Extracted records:
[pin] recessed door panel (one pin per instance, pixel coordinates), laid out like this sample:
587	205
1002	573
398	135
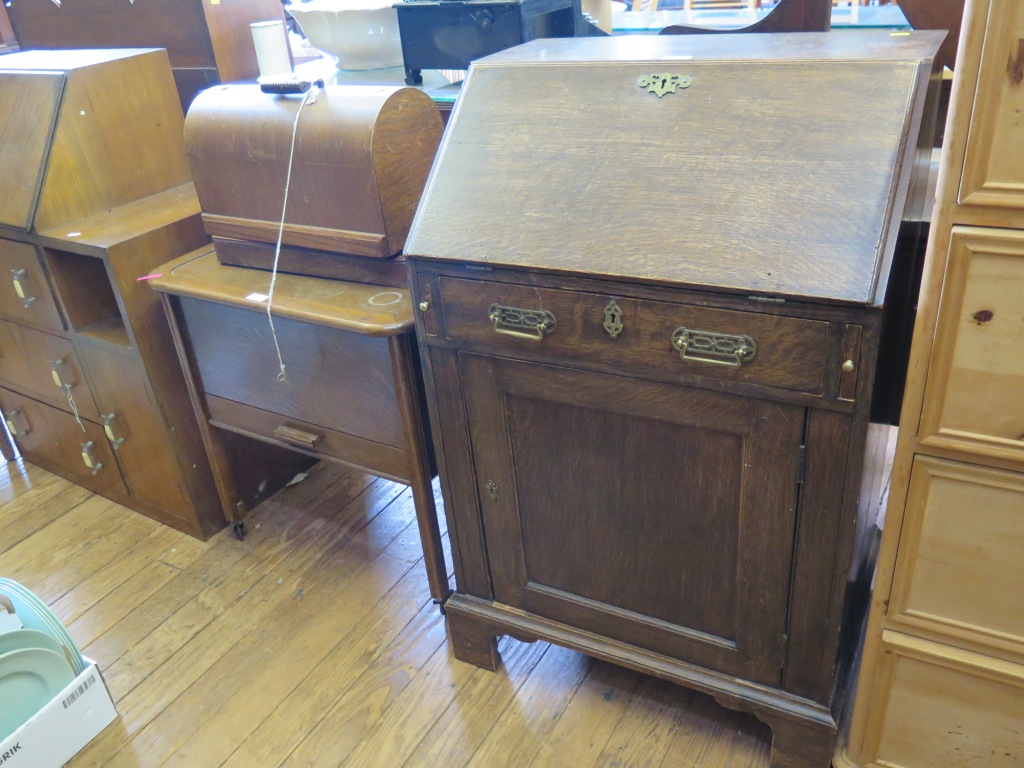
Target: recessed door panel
646	512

Task item »
Please reproduce the records above exactly, leaving out every picture.

Exercise output »
[pin] recessed door panel (one pin per instance, pixel coordinates), laid out like this sample:
587	205
1002	573
398	135
Target: recessed door panel
646	512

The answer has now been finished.